Exercise task: Put the lines of the records below into a numbered list, from the line with "Phrase: stone base of sculpture" up to and including the last line of the records, skipping any blank lines. List only those lines.

********************

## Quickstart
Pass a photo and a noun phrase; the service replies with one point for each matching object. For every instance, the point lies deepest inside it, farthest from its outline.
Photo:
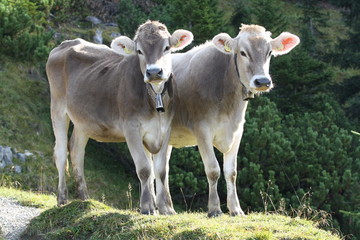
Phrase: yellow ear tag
(227, 48)
(127, 51)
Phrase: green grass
(94, 220)
(31, 199)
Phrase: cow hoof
(149, 212)
(237, 213)
(214, 214)
(83, 195)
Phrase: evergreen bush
(22, 34)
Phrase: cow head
(153, 45)
(253, 48)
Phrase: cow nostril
(262, 82)
(153, 72)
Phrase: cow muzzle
(154, 74)
(262, 84)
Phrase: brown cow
(213, 82)
(115, 98)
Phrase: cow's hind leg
(230, 172)
(77, 152)
(161, 169)
(60, 122)
(212, 170)
(144, 170)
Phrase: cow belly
(182, 137)
(226, 134)
(99, 131)
(154, 133)
(102, 133)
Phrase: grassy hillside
(25, 124)
(95, 220)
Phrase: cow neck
(246, 94)
(157, 97)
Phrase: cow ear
(284, 43)
(224, 43)
(180, 39)
(123, 46)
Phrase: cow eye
(242, 53)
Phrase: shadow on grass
(79, 220)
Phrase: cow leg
(212, 170)
(60, 122)
(78, 143)
(161, 169)
(144, 170)
(230, 173)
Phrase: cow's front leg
(161, 168)
(78, 143)
(212, 170)
(60, 122)
(144, 170)
(230, 172)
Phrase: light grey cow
(214, 81)
(115, 98)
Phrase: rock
(93, 19)
(21, 156)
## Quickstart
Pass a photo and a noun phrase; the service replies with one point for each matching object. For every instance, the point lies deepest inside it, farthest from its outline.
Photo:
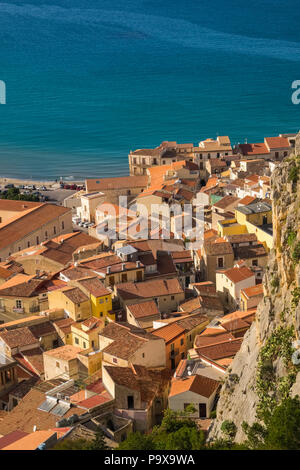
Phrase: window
(130, 402)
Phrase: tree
(98, 443)
(14, 194)
(137, 441)
(229, 429)
(176, 432)
(283, 430)
(69, 444)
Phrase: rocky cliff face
(265, 369)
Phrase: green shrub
(291, 238)
(293, 174)
(229, 429)
(296, 252)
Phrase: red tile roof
(198, 384)
(238, 274)
(277, 142)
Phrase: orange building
(174, 337)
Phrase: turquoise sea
(89, 80)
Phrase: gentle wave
(177, 31)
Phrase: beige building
(113, 270)
(211, 148)
(71, 362)
(61, 362)
(167, 293)
(196, 384)
(122, 345)
(88, 205)
(230, 282)
(85, 334)
(140, 394)
(113, 188)
(223, 209)
(54, 255)
(72, 300)
(217, 255)
(166, 153)
(30, 225)
(142, 314)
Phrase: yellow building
(257, 218)
(73, 301)
(230, 227)
(86, 334)
(99, 295)
(254, 218)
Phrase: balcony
(18, 310)
(174, 353)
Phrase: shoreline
(48, 183)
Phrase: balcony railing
(18, 310)
(174, 353)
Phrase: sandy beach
(48, 184)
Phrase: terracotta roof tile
(169, 332)
(198, 384)
(143, 309)
(238, 274)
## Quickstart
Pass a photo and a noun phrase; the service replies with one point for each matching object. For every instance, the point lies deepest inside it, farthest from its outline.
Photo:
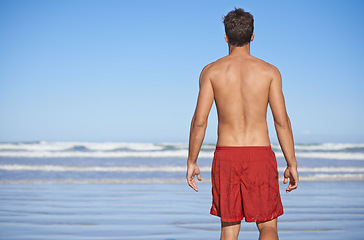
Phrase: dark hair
(239, 27)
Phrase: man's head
(239, 27)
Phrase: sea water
(119, 162)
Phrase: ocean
(119, 162)
(114, 190)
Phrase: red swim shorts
(245, 184)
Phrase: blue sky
(128, 70)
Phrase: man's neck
(243, 50)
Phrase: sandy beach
(317, 210)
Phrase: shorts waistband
(243, 148)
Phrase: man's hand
(192, 171)
(291, 173)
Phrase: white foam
(182, 153)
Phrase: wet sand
(317, 210)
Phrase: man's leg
(230, 230)
(268, 230)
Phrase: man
(244, 172)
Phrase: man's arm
(198, 126)
(283, 129)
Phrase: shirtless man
(244, 172)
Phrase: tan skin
(242, 86)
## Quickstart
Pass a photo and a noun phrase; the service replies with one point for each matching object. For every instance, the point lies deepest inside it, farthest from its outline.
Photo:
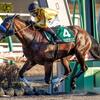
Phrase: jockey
(42, 17)
(3, 29)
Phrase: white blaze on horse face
(66, 33)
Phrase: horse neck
(27, 34)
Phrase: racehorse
(38, 50)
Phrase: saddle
(63, 33)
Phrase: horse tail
(95, 49)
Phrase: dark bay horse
(38, 50)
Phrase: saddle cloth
(63, 33)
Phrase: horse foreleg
(28, 65)
(48, 71)
(57, 82)
(81, 61)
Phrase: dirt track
(55, 97)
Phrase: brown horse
(38, 50)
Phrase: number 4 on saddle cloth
(64, 33)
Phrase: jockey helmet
(33, 6)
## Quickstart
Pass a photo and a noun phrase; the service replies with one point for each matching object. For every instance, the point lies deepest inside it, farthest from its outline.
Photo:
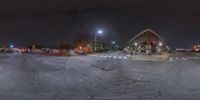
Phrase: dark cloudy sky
(51, 22)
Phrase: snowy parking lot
(31, 77)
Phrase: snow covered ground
(31, 77)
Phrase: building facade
(147, 41)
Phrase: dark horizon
(50, 23)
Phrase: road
(96, 77)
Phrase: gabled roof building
(147, 41)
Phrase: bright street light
(135, 44)
(160, 44)
(100, 31)
(113, 42)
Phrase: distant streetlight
(135, 44)
(80, 47)
(113, 42)
(160, 44)
(98, 32)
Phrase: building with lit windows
(147, 41)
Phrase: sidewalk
(162, 57)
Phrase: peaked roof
(146, 30)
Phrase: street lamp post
(95, 39)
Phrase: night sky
(51, 22)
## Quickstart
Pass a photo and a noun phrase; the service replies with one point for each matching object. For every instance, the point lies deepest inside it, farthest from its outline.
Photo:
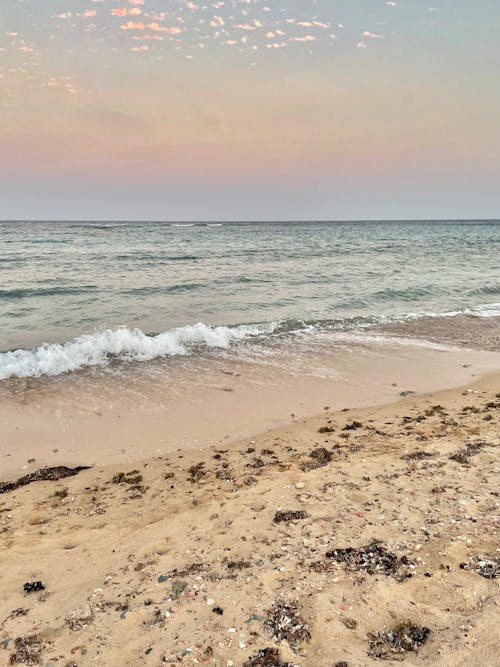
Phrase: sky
(249, 109)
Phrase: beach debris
(394, 644)
(284, 622)
(33, 586)
(132, 477)
(238, 564)
(435, 410)
(225, 473)
(320, 458)
(266, 657)
(28, 650)
(80, 618)
(417, 455)
(42, 475)
(352, 426)
(350, 623)
(374, 558)
(487, 566)
(470, 449)
(20, 611)
(178, 587)
(196, 472)
(289, 515)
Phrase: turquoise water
(120, 284)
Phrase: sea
(118, 295)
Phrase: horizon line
(244, 221)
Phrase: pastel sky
(249, 109)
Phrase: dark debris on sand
(487, 566)
(132, 477)
(418, 455)
(374, 559)
(289, 515)
(284, 622)
(197, 472)
(470, 449)
(28, 650)
(42, 475)
(319, 458)
(266, 657)
(396, 643)
(33, 586)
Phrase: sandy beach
(357, 537)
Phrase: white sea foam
(100, 348)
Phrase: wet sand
(480, 333)
(101, 417)
(234, 554)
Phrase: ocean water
(75, 295)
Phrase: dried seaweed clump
(284, 622)
(132, 477)
(319, 458)
(464, 453)
(374, 559)
(197, 472)
(28, 650)
(487, 566)
(42, 475)
(289, 515)
(266, 657)
(394, 644)
(418, 455)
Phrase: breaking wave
(99, 349)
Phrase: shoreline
(182, 559)
(107, 418)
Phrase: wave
(124, 344)
(172, 289)
(26, 293)
(486, 289)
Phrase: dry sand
(181, 561)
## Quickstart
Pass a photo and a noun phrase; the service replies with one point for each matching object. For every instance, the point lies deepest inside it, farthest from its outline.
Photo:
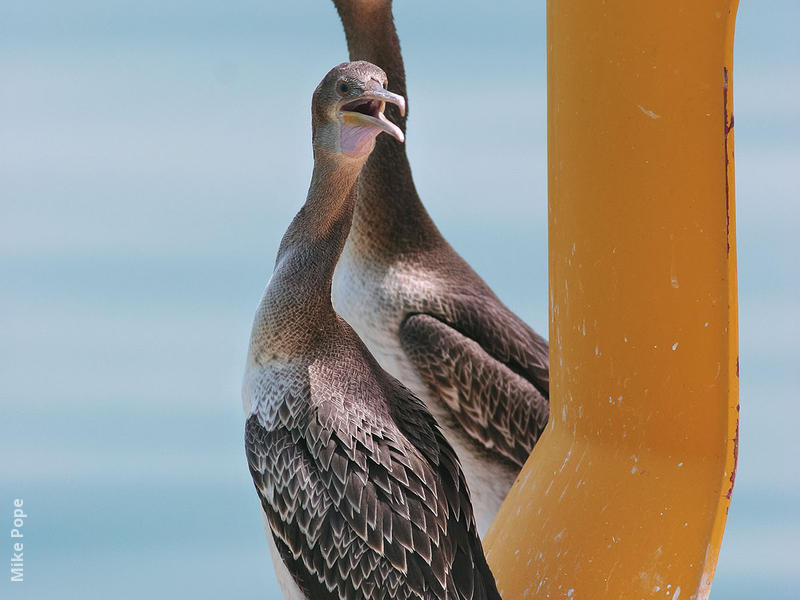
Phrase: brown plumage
(428, 318)
(362, 496)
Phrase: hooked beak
(367, 111)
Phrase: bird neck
(296, 310)
(389, 216)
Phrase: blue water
(151, 155)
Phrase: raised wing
(364, 508)
(489, 368)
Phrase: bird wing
(488, 367)
(364, 506)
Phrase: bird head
(347, 110)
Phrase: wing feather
(495, 387)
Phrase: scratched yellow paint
(627, 492)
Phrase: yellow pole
(627, 492)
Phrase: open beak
(367, 111)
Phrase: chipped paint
(649, 113)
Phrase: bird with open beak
(361, 494)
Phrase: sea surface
(151, 155)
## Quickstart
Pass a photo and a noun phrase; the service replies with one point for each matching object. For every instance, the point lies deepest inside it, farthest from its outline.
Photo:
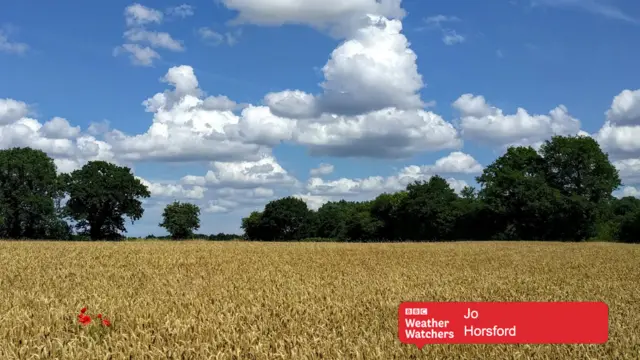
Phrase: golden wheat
(244, 300)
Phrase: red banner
(423, 323)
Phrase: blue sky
(240, 95)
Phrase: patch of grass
(248, 300)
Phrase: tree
(386, 209)
(100, 195)
(28, 189)
(285, 219)
(181, 219)
(429, 210)
(576, 165)
(252, 226)
(516, 193)
(331, 220)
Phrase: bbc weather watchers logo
(416, 311)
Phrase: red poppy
(84, 319)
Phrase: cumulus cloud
(171, 190)
(154, 38)
(337, 16)
(625, 108)
(488, 124)
(370, 105)
(12, 110)
(374, 69)
(322, 169)
(9, 46)
(629, 170)
(388, 133)
(141, 56)
(318, 191)
(184, 128)
(629, 191)
(181, 11)
(141, 41)
(136, 15)
(243, 175)
(620, 134)
(215, 38)
(59, 128)
(66, 144)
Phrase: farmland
(250, 300)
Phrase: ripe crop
(248, 300)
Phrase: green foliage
(181, 219)
(562, 192)
(101, 194)
(252, 226)
(29, 188)
(285, 219)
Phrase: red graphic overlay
(423, 323)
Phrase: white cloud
(367, 188)
(388, 133)
(620, 134)
(243, 175)
(455, 163)
(154, 38)
(370, 105)
(629, 191)
(142, 56)
(625, 108)
(451, 37)
(485, 123)
(59, 128)
(335, 15)
(215, 38)
(314, 202)
(211, 36)
(12, 47)
(438, 20)
(603, 8)
(182, 11)
(12, 110)
(374, 69)
(136, 15)
(176, 191)
(629, 170)
(66, 144)
(322, 169)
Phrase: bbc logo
(416, 311)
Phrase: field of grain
(245, 300)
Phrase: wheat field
(246, 300)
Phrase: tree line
(89, 203)
(563, 192)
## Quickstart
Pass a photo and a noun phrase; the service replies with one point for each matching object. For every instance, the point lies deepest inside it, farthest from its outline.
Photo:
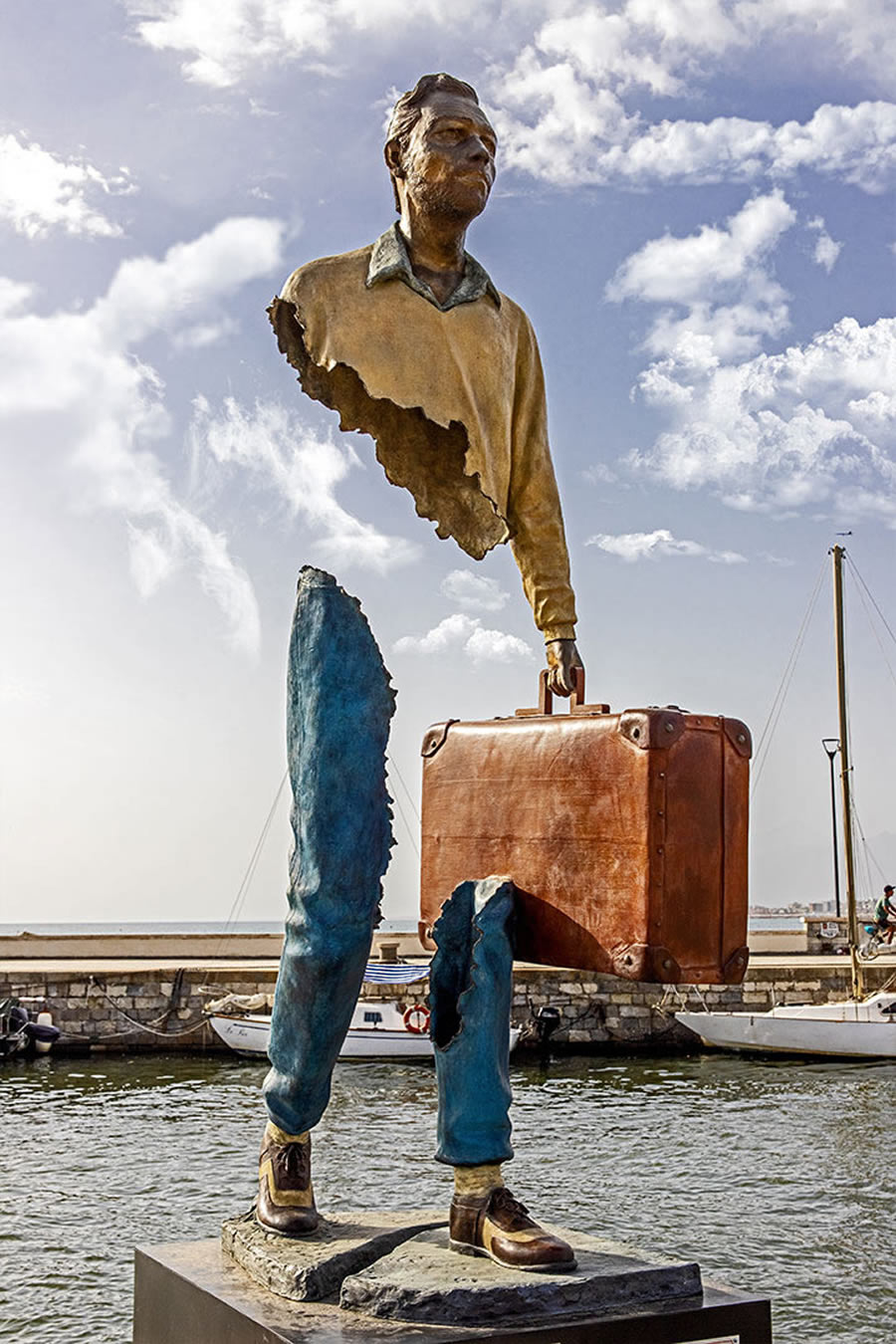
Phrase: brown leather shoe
(499, 1226)
(285, 1193)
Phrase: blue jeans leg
(470, 994)
(338, 707)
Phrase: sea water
(773, 1175)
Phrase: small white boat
(380, 1028)
(848, 1029)
(862, 1025)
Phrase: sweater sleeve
(535, 518)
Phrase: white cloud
(563, 72)
(719, 276)
(41, 191)
(466, 632)
(567, 101)
(650, 546)
(76, 383)
(14, 296)
(473, 591)
(304, 471)
(810, 426)
(558, 127)
(826, 250)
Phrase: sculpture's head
(439, 149)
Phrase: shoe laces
(504, 1202)
(293, 1160)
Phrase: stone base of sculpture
(198, 1292)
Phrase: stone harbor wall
(162, 1009)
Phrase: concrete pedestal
(192, 1292)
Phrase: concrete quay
(145, 1003)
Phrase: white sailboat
(860, 1027)
(380, 1028)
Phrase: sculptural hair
(408, 110)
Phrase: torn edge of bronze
(465, 928)
(415, 452)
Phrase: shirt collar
(389, 261)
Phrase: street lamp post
(831, 748)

********************

Answer:
1. Phrase: stone base of sculpture
2. (198, 1292)
3. Phrase: stone harbor wall
4. (162, 1009)
5. Phrase: concrete pedestal
6. (192, 1292)
7. Phrase: concrete quay
8. (145, 1003)
9. Phrase: white sailboat
10. (860, 1027)
11. (380, 1028)
12. Phrase: sculptural hair
13. (408, 110)
14. Phrase: torn edge of bronze
15. (465, 928)
16. (415, 452)
17. Phrase: shirt collar
18. (389, 261)
19. Phrase: street lamp post
20. (831, 748)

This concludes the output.